━━ Available data
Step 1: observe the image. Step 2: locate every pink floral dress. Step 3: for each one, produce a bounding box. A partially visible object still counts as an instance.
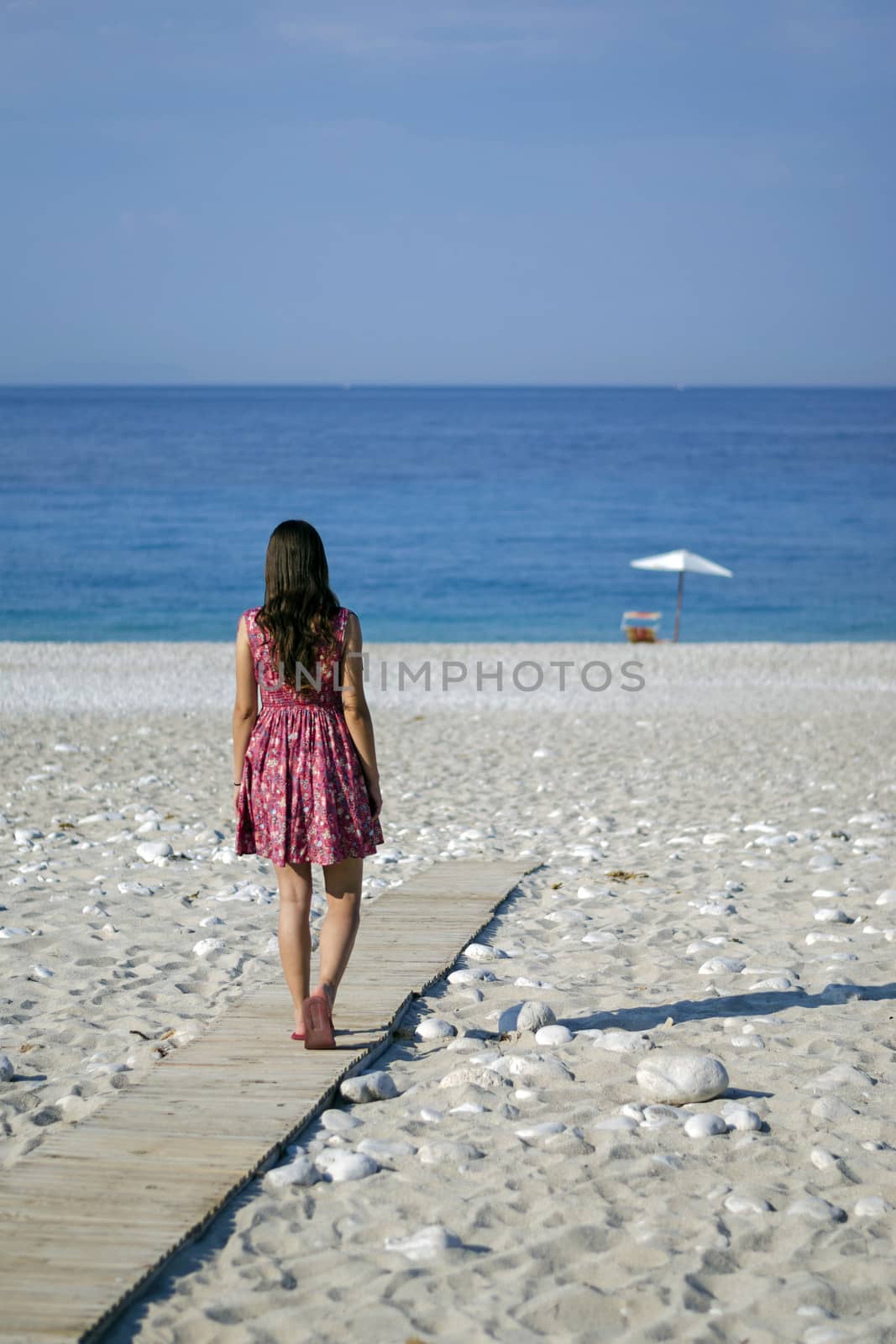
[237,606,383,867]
━━━━
━━ Available data
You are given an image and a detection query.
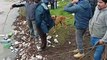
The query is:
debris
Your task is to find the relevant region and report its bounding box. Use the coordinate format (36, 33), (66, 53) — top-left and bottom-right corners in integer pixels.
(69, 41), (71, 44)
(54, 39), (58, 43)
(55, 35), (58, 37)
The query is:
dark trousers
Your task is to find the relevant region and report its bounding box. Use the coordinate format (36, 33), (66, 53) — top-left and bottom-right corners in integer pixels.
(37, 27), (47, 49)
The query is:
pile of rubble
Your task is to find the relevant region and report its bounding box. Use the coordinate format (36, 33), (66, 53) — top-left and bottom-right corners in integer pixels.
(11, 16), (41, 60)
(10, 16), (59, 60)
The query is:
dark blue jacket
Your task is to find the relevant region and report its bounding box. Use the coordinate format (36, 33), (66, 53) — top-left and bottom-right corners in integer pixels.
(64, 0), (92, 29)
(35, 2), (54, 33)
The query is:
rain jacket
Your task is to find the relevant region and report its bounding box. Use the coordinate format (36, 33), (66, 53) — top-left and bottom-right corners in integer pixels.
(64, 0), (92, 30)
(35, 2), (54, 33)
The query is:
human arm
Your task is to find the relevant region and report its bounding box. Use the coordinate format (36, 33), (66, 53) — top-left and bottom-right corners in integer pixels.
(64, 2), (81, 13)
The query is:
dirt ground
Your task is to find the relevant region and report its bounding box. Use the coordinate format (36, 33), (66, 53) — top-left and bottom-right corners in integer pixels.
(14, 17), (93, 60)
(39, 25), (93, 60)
━━━━
▶ _Short task_
Convert the entries from the line with "Step 1: observe" to the line with "[237,606,383,867]" into a two-column CSV headed instruction and box. Give one row per entry, put each field in quotation marks with line breaks replaced by spaces, and leave the pictures out.

▶ _Reply_
instruction,box
"Step 1: observe the image. Step 2: locate every pink floral dress. Step 3: for each one, produce a bounding box. A partially visible object still counts as an instance.","[237,606,383,867]"